> **Extrait**
━━━━━━━━━━

Je vous raconte tout ça, que vous savez déjà, car je viens de mettre la main sur un coffret paru chez Mosaïc consacré aux enregistrements effectués pour le label Victor entre 1937 et 1941 par les petits ensembles réunis par Lionel Hampton, qui était l'archétype du « Swing Craze » . C'est ça :



Je connaissais déjà une partie de ces enregistrements parus en vynil voilà des dizaines d'années chez RCA ; puis par la réédition chez Classic de ces chefs d'oeuvre, mais l'écoute en continu procure un plaisir et une connaissance supplémentaires.

Soyons clairs, cette production n'était pas originellement destinée aux musicologues distingués ( les musicologues sont forcément distingués ) mais au grand public, blanc ou noir compte tenu de la mixité des formations, et particulièrement aux danseurs. Sur ce point c'est totalement réussi, la majorité des titres sont pris sur un tempo dansant et d'une régularité inégalée.

La période pendant laquelle ces disques sont réalisés est hautement significative.En 1937, Lionel n'a pas 30 ans et les temps économiques difficiles commencent à s'estomper sous l'effet de la politique Rooseveltienne.En 1941, Pearl Harbour et l'entrée en guerre des Etats Unis sonnent le glas de cette courte période historique insouciante.


Le principe chez Victor était simple : on réunissait autour d' Hampton un petit orchestre de studio, c'est à dire qui n'avait pas vocation à perdurer au delà de la séance. Mais ces orchestres étaient constitués des meilleurs solistes des nombreux big bands de l'époque, noirs ou blancs -Cab Calloway avec Jonah Jones ( tiens le revoilà ) ou Cozy Cole, Count Basie, Jimmie Lunceford, Duke Ellington avec Johnny Hoges ou Cootie Williams par exemple , Benny Goodman avec notamment Charlie Christian ; le tout à l'avenant. Ajoutons des arrangements sur mesure : simples, dansants, riffés et terriblement efficaces.

Dans ce contexte les solistes de renom, des vétérans au tout jeune Dizzy Gillespie, pouvaient développer leur art sans contraintes autres que de plaire au public.

━━━━━━━━━━

> **Données affichées**
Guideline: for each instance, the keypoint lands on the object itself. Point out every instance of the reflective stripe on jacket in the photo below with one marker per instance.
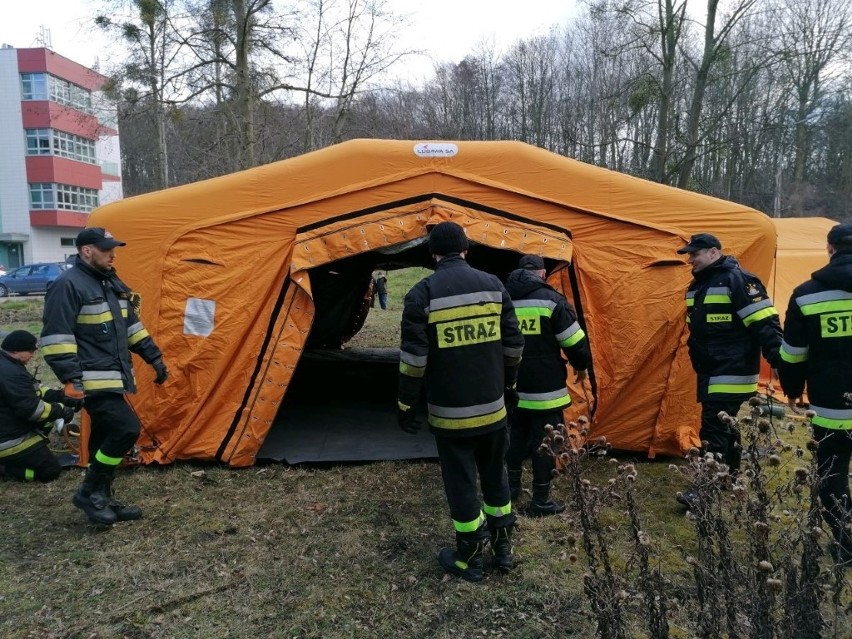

━━━━━━━━━━

> **Travail à faire**
#1 Traduisez en anglais cette phrase de l'extrait consacré aux enregistrements de Lionel Hampton : « Sur ce point c'est totalement réussi, la majorité des titres sont pris sur un tempo dansant et d'une régularité inégalée. »
#2 Poursuivez l'extrait consacré aux enregistrements de Lionel Hampton à partir de sa dernière phrase.

> **Réponses fournies**
#1 On this point it is a complete success: most of the tracks are played at a danceable tempo with unmatched steadiness.

#2
Et puis il y a le catalyseur Lionel. Tour à tour batteur déchaîné sur des caisses claires tendues presqu'au point de rupture, pianiste quasi dactylographique utilisant ses deux index comme les mailloches de son vibraphone, chanteur délicieux et plein de malice et surtout le premier vibraphoniste de l'histoire du Jazz, feu d'artifice de virtuosité.

Tout ceux qui ont vu jouer Lionel ont forcément été subjugués par son talent de musicien et d'entertainer. La dernière fois que j'ai assisté à un de ses concerts, c'était à Nice, le décalage était incroyablement frappant entre l'arrivée à tous petits pas maladifs d'un vieux monsieur revêtu d'une moumoute et son déchaînement ultérieur devant l'orchestre. Certes il ratait ici et là les baguettes lors de ses exercices de jonglerie à la batterie mais la magie était toujours là.

Sur le plan humain Lionel n'était pourtant pas un ange. Un égo démesuré et une ladrerie à toute épreuve renforcés par son manager, sa femme Gladys avec laquelle il formait un duo infernal pour ses musiciens, se conjuguait avec une tendance réactionnaire de première ( Lionel était de toutes les campagnes républicaines, notamment celles de Richard Nixon qui était son héros !..) Qu'importe Lionel on t'aime et on te pardonne tout.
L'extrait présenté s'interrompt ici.